── ARTICLE ──

Meaning... Sasaki's just a good dude that you enjoy getting ahead in life for once. Good on you Sasaki, now what's that thing you did saving a person's life? You have powers? You've been recruited by the state as a field agent.
The story's progression and mix of themes is ludicrous, you have him traveling between worlds, exploiting modern technology in a medieval world, taking people back with him, a powerful magical mascot pet, magical girls, espers and many more things. It sounds like a mess but the story takes its time and doesn't just jumble it all up.
Hopefully this all sounds great to you, so here's why it's a 'mixed feelings' recommendation.
It's one of those 'they don't have the budget/skill but they try hard' kind of shows, where the visuals are choppy and often bad, but what they do with them looks fine. They're just barely scraping by, making important visual/action scenes just good enough.
Audio's fine (nothing special) and the music is bland, which is a real shame because if the music is on point it can elevate a show more than most animation can.

───

TASK INSTRUCTIONS:
**1)** Collect every line of the listing that contains the word "asphalt".
**2)** Write what comes next in the anime review about Sasaki, picking up right after its final sentence.
The anime review above has no connection to the listing that comes after it.

── THE DATA ──

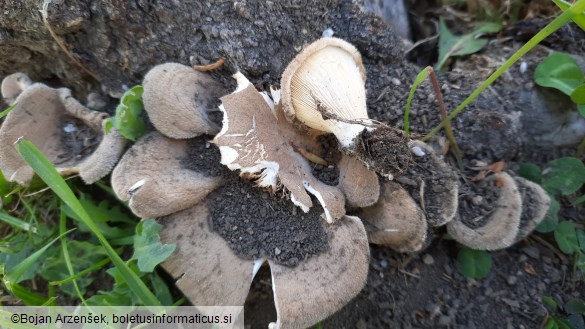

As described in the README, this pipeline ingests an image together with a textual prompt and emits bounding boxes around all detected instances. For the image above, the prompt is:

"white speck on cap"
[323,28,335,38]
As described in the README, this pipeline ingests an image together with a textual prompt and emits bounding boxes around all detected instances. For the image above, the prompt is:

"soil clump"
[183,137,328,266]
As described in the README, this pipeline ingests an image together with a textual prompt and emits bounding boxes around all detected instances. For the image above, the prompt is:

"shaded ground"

───
── THE DATA ──

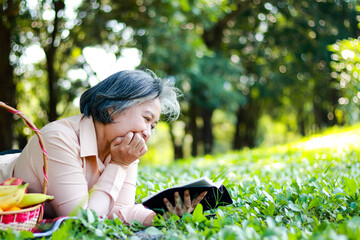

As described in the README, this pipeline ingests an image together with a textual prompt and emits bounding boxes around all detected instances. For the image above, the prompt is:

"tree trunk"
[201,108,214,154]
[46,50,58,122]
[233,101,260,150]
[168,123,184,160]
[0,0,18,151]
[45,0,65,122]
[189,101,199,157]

───
── THE DATA ──

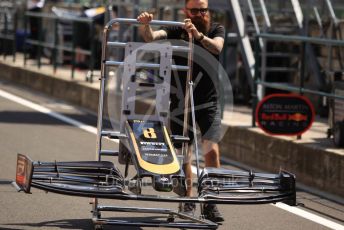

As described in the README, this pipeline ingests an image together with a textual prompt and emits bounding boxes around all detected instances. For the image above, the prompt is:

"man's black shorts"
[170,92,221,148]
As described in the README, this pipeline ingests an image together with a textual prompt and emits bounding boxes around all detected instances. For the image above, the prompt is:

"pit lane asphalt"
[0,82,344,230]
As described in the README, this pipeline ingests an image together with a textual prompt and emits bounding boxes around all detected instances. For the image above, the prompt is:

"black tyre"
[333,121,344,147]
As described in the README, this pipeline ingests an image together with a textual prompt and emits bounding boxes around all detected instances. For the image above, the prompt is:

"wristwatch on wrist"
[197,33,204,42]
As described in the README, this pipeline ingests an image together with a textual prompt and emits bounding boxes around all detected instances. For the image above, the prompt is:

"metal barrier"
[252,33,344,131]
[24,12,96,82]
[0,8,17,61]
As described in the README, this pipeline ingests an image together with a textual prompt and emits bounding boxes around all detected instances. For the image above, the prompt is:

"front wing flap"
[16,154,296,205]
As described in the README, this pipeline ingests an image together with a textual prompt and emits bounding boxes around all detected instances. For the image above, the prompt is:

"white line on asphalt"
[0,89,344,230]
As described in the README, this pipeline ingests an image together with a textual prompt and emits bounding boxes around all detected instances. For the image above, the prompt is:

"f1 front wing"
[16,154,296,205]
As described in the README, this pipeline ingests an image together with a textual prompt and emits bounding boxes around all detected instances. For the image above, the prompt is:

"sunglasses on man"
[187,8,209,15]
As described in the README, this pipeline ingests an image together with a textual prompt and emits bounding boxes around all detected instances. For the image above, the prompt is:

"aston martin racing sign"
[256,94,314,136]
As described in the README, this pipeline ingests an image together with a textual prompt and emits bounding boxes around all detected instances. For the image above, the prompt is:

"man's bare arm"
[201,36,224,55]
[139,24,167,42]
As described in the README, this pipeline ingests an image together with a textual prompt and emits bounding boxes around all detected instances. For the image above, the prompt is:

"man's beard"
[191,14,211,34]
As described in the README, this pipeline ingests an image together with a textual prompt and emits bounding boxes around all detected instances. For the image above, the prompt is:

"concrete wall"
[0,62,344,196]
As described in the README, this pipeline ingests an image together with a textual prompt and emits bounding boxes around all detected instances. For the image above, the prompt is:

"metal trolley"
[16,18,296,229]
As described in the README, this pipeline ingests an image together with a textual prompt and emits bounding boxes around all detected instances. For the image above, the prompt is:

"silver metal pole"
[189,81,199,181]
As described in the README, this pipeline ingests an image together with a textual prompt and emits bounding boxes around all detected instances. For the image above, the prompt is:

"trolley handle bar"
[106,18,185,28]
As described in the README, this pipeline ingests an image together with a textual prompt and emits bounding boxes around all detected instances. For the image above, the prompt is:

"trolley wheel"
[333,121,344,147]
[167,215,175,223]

───

RESULTS OF THE TASKS:
**1)**
"pit lane asphalt"
"white line on asphalt"

**2)**
Where the show drops the ball, is that some of the developments just aren't interesting and especially how long one particular story drags out (saving a friend who just hasn't been set up well enough). The way it's resolved is fine, but it's a true missed opportunity where you could've had some real character development and have had Sasaki loosen up and get emotional over someone, rather than 'I must do the right thing'.
Finally, you have to take all of this with the fact that I'm biased in favor of it. The isekai portion is... okay, it's not as sloppy as it could've been, it actually plays a decent role throughout the season, but it's also not great and that's the feeling I get when reflecting on the show that I really like it, but it's just not great, in any way, and that might leave you wishing you hadn't seen it.
Personally? I want another season of this over stuff like the Classroom of the Elite S3 that we just had, because at least Sasaki and Peeps has some heart.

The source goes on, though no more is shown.